In the items below, swap every "Provide" for "Give" and write the lines out again with nothing else changed. Leave the pictures out of your answer.

Input data:
━━━━━━━━━━━━━━━━━━━━━━━━━━━━━━
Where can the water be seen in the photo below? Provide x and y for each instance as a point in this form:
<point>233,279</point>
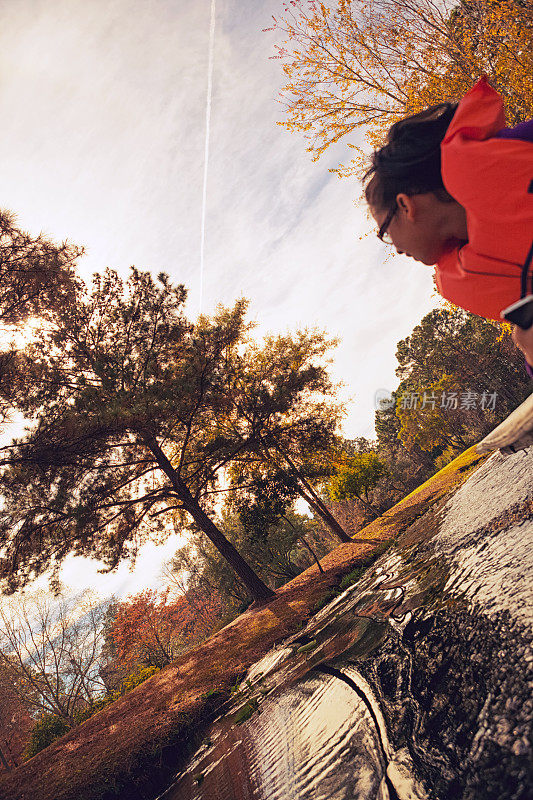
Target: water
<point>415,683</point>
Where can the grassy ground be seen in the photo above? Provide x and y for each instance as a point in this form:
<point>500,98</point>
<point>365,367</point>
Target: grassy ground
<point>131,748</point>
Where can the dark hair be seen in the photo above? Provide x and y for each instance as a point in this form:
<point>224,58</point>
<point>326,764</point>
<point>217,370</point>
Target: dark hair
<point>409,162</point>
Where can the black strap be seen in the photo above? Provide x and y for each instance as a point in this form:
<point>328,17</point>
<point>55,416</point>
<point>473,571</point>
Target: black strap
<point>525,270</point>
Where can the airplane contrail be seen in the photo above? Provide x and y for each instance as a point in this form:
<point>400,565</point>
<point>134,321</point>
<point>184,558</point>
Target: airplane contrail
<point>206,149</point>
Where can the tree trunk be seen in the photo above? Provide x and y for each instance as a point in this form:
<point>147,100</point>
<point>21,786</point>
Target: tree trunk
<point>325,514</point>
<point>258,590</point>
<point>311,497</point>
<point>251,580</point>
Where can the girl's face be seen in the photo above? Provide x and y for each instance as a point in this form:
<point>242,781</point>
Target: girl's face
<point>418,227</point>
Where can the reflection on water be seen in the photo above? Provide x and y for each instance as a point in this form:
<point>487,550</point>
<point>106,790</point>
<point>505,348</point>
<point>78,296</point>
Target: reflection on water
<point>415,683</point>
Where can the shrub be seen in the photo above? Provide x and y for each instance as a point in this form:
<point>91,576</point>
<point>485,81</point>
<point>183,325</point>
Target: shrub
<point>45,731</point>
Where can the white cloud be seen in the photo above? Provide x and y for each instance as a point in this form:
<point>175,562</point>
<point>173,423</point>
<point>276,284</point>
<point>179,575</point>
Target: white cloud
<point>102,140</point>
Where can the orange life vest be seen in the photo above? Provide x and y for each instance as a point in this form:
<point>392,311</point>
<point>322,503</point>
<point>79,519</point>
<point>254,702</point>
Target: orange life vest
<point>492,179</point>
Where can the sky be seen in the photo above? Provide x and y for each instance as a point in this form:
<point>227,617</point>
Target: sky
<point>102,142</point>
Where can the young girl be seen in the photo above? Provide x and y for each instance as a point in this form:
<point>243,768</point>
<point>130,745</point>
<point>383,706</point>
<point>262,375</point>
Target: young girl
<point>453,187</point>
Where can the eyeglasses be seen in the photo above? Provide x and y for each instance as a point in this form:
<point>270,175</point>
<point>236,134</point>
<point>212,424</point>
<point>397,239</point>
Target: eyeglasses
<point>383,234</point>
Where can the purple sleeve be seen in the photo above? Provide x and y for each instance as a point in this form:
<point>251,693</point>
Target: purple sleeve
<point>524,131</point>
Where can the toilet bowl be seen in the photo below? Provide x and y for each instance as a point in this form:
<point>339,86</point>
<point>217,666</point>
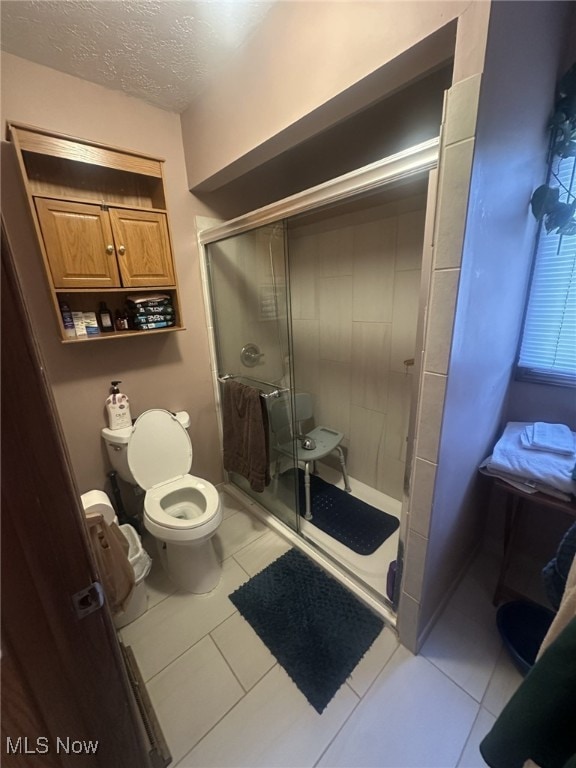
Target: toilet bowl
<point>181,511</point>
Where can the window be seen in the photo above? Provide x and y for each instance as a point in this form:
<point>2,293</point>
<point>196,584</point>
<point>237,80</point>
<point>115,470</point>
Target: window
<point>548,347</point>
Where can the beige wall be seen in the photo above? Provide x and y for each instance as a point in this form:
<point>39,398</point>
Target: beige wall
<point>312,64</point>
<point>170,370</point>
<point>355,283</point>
━━━━━━━━━━━━━━━━━━━━━━━━━━━━━━
Task response:
Where can the water be seen in the photo below? Give x and y for each instance as a point in this form:
<point>233,279</point>
Target: water
<point>415,683</point>
Where can the grassy ground be seen in the photo above? Give x and y for each instance as a point in this form:
<point>500,98</point>
<point>365,367</point>
Target: grassy ground
<point>131,748</point>
Where can the dark hair be seen in the photo above? Give x and y for each instance as a point in this form:
<point>224,58</point>
<point>326,764</point>
<point>217,370</point>
Target: dark hair
<point>409,162</point>
Where can the black strap be seen in the photo above? Give x and y for each instance as a point in this form:
<point>328,17</point>
<point>55,416</point>
<point>473,571</point>
Target: black strap
<point>525,270</point>
Where can the airplane contrail be seen in the photo above? Give x and y for each instance as a point in this form:
<point>400,565</point>
<point>134,321</point>
<point>184,558</point>
Target: airplane contrail
<point>206,149</point>
Where can the tree trunk be seen in the photo above? Give x and y for each instance as a point in this form:
<point>147,100</point>
<point>21,786</point>
Target: tree trunk
<point>325,514</point>
<point>258,590</point>
<point>311,497</point>
<point>251,580</point>
Where can the girl's face be seen in the photo above? Give x and y for each instance as a point in this form:
<point>242,781</point>
Target: girl's face
<point>418,227</point>
Where can the reflection on water be seen in the photo above? Give x and y for each instance as a point in this form:
<point>487,550</point>
<point>106,790</point>
<point>505,348</point>
<point>78,296</point>
Target: reflection on water
<point>415,683</point>
Where can the shrub be seen in the photo above? Give x and y for each instance as a point in this form:
<point>91,576</point>
<point>485,81</point>
<point>183,325</point>
Target: shrub
<point>45,731</point>
Where can the white cloud be seen in the photo above? Give x and y for each instance as a point in this form:
<point>175,562</point>
<point>173,423</point>
<point>276,284</point>
<point>179,575</point>
Target: white cloud
<point>102,140</point>
Where can the orange life vest be seen in the photo above? Give x and y for each instance as a point in this form:
<point>392,311</point>
<point>322,503</point>
<point>79,519</point>
<point>254,702</point>
Target: orange life vest
<point>492,179</point>
Where can the sky be seen in the photo above? Give x and y for each instance as a point in this form:
<point>227,617</point>
Target: sky
<point>102,142</point>
Where can the young girl be seen in the photo above? Give x and y for each instance as a point in this form:
<point>243,768</point>
<point>130,745</point>
<point>383,706</point>
<point>262,375</point>
Target: young girl
<point>453,187</point>
Where can the eyeglasses be seen in the photo above? Give x and y for each instance as a point in this form:
<point>270,175</point>
<point>236,134</point>
<point>212,424</point>
<point>397,239</point>
Target: eyeglasses
<point>383,234</point>
Where can the purple sleeve be seen in the photo above? Give x and y for each instance as a point in this form:
<point>251,693</point>
Target: purple sleeve
<point>524,131</point>
Where can the toilet bowl be seen in the photo below? Give x and y for each instance as a point in this form:
<point>339,86</point>
<point>217,666</point>
Target: toilet bowl
<point>181,511</point>
Where can the window be seen in the photo above? Give x and y for each instance as a point in this form:
<point>2,293</point>
<point>196,584</point>
<point>237,80</point>
<point>115,470</point>
Target: window
<point>548,347</point>
Where can the beige wall be seen in the photo above? Give x and y for each instance as a point in this form:
<point>39,398</point>
Target: beige wall
<point>312,64</point>
<point>170,370</point>
<point>355,283</point>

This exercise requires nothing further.